#### TASK DESCRIPTION
Go through the listing and count the lines with "cluster" in them; write only the number.

--------------------------------------------------

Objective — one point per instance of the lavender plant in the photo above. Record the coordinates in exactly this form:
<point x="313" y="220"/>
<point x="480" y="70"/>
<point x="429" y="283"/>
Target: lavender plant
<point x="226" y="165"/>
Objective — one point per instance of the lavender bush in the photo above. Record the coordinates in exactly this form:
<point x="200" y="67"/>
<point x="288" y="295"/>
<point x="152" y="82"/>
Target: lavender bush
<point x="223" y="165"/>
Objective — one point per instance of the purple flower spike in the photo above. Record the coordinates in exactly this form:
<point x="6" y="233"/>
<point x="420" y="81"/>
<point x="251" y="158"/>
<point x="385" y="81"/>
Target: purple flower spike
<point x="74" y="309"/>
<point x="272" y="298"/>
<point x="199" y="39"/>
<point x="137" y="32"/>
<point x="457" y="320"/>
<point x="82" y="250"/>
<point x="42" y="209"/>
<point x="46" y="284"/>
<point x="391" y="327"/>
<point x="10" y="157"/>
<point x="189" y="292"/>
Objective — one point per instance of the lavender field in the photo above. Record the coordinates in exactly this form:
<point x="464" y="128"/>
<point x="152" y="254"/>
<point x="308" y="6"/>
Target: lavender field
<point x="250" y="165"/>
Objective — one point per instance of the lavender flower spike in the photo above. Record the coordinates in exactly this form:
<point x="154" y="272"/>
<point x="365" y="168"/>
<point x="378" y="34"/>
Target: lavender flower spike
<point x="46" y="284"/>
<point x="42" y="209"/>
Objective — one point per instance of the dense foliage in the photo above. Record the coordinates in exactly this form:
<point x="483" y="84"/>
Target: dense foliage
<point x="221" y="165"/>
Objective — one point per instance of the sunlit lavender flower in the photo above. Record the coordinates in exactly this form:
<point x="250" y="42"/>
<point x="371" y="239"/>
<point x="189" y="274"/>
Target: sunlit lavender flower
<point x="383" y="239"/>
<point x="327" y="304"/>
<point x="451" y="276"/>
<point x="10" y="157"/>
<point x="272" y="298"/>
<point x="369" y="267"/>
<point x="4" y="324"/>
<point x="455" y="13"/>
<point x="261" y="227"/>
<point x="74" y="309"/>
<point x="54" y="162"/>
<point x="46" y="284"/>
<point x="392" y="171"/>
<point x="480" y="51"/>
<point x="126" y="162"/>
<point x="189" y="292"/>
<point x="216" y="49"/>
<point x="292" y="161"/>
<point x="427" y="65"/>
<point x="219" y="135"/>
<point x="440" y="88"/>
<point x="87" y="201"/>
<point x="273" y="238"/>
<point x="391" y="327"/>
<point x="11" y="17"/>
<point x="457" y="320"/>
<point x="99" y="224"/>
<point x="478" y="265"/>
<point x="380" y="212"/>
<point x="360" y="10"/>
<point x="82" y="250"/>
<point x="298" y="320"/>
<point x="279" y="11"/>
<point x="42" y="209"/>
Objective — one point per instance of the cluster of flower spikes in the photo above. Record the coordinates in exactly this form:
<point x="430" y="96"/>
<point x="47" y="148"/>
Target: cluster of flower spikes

--------------------------------------------------

#### WRITTEN RESPONSE
2